BRANO SCELTO:
==================================================
Caterina Medici, nata nei pressi di Pavia nel 1573, fu condannata al rogo a Milano nel 1617 con l’accusa di essere una strega, non prima però di essere stata torturata («la tortura è un mezzo per confondere la verità, non mai per iscoprirla» ha scritto Piero Verri nelle sue Osservazioni sulla tortura, riprese da Sciascia in questo volume) e poi condotta sopra un carro fino al luogo del patibolo, «percorrendo le vie e i quartieri principali della città col tormentarla nel corpo con tenaglie roventi».

La condanna arriva dopo le accuse mosse dalla famiglia Melzi, famiglia di vicari e questori, secondo la quale la donna, che lavorava come governante nella casa, era una «strega professa» e aveva praticato dei malefici contro il senatore Luigi Melzi (viene riportato che nel cuscino del senatore erano presenti «tre cuori fatti con nodi di filo di refe; e i nodi, di artificio diabolico, involgevano capelli di donna»). Solo attraverso questa motivazione soprannaturale era possibile dare una spiegazione al persistente mal di stomaco che affliggeva da mesi l’ex vicario della città, un mal di stomaco di cui i medici non riuscivano a scoprire la causa.

Facendo riferimento alle fonti dell’epoca, soprattutto agli incartamenti del processo, in questo libro Sciascia ricostruisce tutta la vicenda di Caterina Medici mettendo in scena un triste spettacolo dove la voce dei vari protagonisti, i figli di Melzi, delatori e accusatori, giudici e membri dell’Inquisizione, sembrano uscire fuori dalle carte per urlare la colpevolezza della donna e la necessità della sua condanna.  A fare da contraltare a questo assordante e sciocco grido di reità, sono altre voci, che però rimangono affogate nel silenzio: Caterina infatti, convinta a un certo punto che dichiararsi colpevole le avrebbe garantito la definitiva assoluzione religiosa e la libertà, chiama a testimoniare una serie di persone sue vittime o complici, ma le loro dichiarazioni non sono rintracciabili tra le carte processuali, forse perché, come suggerisce Sciascia, prevedibili discordanze avrebbero rallentato il processo, mentre tutti i protagonisti desideravano una veloce conclusione. Un processo di semplificazione dunque per arrivare dritti alla condanna di Caterina: «È potuto accadere – scrive Sciascia – e crediamo che accada.
==================================================
CONSEGNA:
Ricopia senza modifiche la parte del brano su Caterina Medici compresa tra "La condanna arriva" e "scoprire la causa.", estremi inclusi.
==================================================
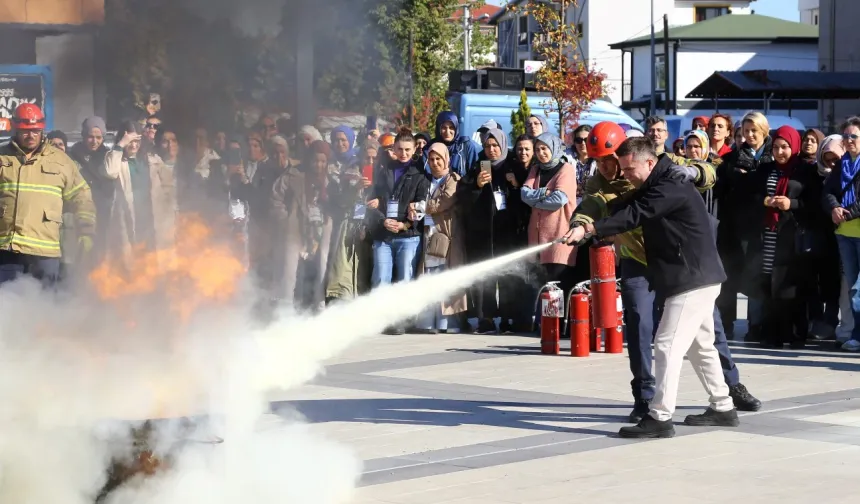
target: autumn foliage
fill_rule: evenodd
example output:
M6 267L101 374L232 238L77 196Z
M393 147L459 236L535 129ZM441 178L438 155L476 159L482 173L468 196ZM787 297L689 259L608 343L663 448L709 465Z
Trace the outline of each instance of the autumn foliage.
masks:
M576 26L564 22L566 13L578 7L579 0L529 0L524 7L540 27L532 47L545 63L536 75L536 87L552 97L544 103L547 114L557 112L567 126L576 124L588 104L606 92L606 74L580 58Z

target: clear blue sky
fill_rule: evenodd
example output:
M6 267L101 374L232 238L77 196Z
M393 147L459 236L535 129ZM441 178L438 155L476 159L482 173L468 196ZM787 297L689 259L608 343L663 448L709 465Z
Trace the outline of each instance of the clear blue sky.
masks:
M645 0L642 0L643 2ZM487 0L487 3L504 5L506 0ZM750 4L756 14L778 17L789 21L800 21L800 12L797 10L797 0L755 0Z

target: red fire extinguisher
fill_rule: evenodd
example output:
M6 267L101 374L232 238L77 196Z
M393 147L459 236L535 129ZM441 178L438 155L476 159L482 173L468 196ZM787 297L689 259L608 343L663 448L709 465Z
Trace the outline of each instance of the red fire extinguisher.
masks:
M615 293L616 325L603 330L606 353L624 353L624 307L621 292Z
M549 282L538 293L541 304L540 351L542 354L558 355L561 352L559 322L564 318L564 291L559 282Z
M596 329L614 328L618 323L615 249L612 244L601 242L592 245L588 252L591 263L592 325Z
M570 355L573 357L588 357L590 352L589 333L591 331L591 300L588 289L577 285L570 292L568 301L569 313L571 315L570 328Z

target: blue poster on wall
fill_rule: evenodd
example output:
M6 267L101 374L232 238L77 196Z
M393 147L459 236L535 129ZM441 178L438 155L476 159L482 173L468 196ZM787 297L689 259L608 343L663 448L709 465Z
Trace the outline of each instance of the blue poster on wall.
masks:
M45 128L54 127L51 68L43 65L0 65L0 140L12 136L12 114L22 103L35 103L45 113Z

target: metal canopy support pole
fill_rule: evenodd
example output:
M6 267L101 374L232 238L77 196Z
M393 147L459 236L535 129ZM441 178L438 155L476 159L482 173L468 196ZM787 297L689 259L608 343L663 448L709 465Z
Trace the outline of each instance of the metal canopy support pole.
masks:
M651 108L648 115L657 113L657 53L654 41L654 0L651 0Z

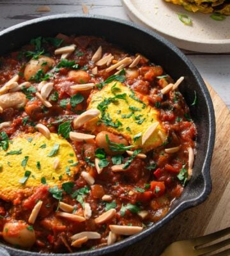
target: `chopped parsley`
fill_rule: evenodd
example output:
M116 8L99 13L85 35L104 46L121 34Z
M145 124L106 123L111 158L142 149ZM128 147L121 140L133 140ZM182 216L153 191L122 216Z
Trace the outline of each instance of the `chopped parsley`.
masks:
M34 81L36 83L39 83L42 81L47 81L49 78L50 75L49 74L45 74L42 69L40 69L34 76L30 77L29 81Z
M9 137L6 132L1 132L0 137L1 138L0 141L0 147L1 147L4 150L6 150L9 147Z
M72 108L75 107L78 104L82 102L84 100L84 97L78 92L73 96L70 97L70 105Z
M91 166L95 166L95 164L94 164L94 163L93 163L93 162L91 162L91 161L90 161L90 157L86 157L86 158L85 158L85 161L86 161L88 164L89 164Z
M109 77L104 82L100 82L99 84L96 84L96 86L98 89L101 90L107 84L112 82L113 81L118 81L119 82L123 83L125 81L125 71L124 69L121 70L121 72L118 75L112 75Z
M41 146L39 147L40 148L46 148L46 144L42 144Z
M66 166L65 168L65 170L66 170L66 173L67 174L68 176L70 176L71 173L70 173L70 168L69 166Z
M109 139L108 134L105 134L105 140L107 144L109 144L109 149L112 151L124 151L124 150L128 150L129 149L134 147L132 145L130 146L125 146L123 143L115 143L114 142L111 141Z
M177 177L181 181L182 185L185 186L188 179L188 171L185 168L185 165L183 166Z
M103 148L98 148L95 150L95 157L100 159L103 159L106 157L105 150Z
M120 214L122 217L125 216L126 210L130 211L132 213L137 213L140 211L140 208L132 204L128 204L125 206L122 205L120 210Z
M138 139L141 137L142 132L137 133L137 134L134 136L134 142L135 142Z
M145 190L143 188L135 188L135 190L137 192L140 192L140 193L144 193L145 191Z
M12 150L6 152L6 156L7 155L20 155L22 154L22 148L20 148L19 150Z
M112 202L111 203L105 203L105 211L108 211L111 209L115 209L117 207L117 204L115 201Z
M57 133L58 134L61 134L65 139L68 139L70 138L71 130L71 121L68 120L59 125Z
M63 99L60 101L60 106L63 108L66 108L68 102L67 99Z
M129 95L130 98L132 99L133 100L137 101L137 102L142 104L142 108L145 108L146 104L141 100L140 99L137 98L137 97L135 96L135 93L134 91L132 91L132 94Z
M103 168L109 165L109 161L107 159L100 159L98 162L98 166L100 168Z
M154 170L154 169L156 169L156 167L157 167L157 164L154 163L153 164L150 164L148 166L147 166L146 169L148 169L148 170Z
M29 159L29 156L25 156L24 159L22 161L22 163L21 163L21 166L22 167L26 167L27 163L28 161L28 159Z
M75 191L73 194L72 195L72 198L75 198L75 197L77 196L78 195L86 195L88 194L90 191L90 189L89 186L86 186L83 188L80 188L79 189L77 189Z
M51 94L50 98L52 101L57 101L59 98L58 92L57 91L54 92L54 93Z
M116 155L112 157L112 162L114 164L121 164L124 160L122 155Z
M61 187L65 192L67 194L71 194L72 188L73 188L74 183L70 181L68 182L63 183Z
M48 154L47 156L52 157L55 156L57 153L59 147L60 146L58 143L55 143L51 151Z
M62 199L63 191L62 189L59 189L57 185L55 185L53 188L50 188L49 189L49 192L52 194L54 198L58 200Z
M25 174L23 178L22 178L20 180L19 180L19 183L24 184L27 180L29 179L30 175L31 174L31 172L30 171L26 171L25 172Z

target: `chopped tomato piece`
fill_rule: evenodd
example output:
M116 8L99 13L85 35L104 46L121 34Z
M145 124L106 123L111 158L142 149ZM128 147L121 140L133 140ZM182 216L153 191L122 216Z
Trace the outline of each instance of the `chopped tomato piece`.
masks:
M164 194L165 186L162 181L152 181L151 182L151 190L155 197L158 197Z

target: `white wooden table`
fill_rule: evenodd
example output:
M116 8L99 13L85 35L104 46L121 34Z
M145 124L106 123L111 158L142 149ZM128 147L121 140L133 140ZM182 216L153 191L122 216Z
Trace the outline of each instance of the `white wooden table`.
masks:
M88 6L91 14L129 20L120 0L0 0L0 30L42 16L82 13L82 4ZM50 12L37 12L37 8L42 6L49 6ZM230 108L230 54L187 55Z

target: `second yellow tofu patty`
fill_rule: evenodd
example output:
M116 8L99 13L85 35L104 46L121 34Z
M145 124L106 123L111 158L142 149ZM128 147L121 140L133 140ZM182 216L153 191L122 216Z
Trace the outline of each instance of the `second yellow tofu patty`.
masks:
==================================================
SOLUZIONE:
La condanna arriva dopo le accuse mosse dalla famiglia Melzi, famiglia di vicari e questori, secondo la quale la donna, che lavorava come governante nella casa, era una «strega professa» e aveva praticato dei malefici contro il senatore Luigi Melzi (viene riportato che nel cuscino del senatore erano presenti «tre cuori fatti con nodi di filo di refe; e i nodi, di artificio diabolico, involgevano capelli di donna»). Solo attraverso questa motivazione soprannaturale era possibile dare una spiegazione al persistente mal di stomaco che affliggeva da mesi l’ex vicario della città, un mal di stomaco di cui i medici non riuscivano a scoprire la causa.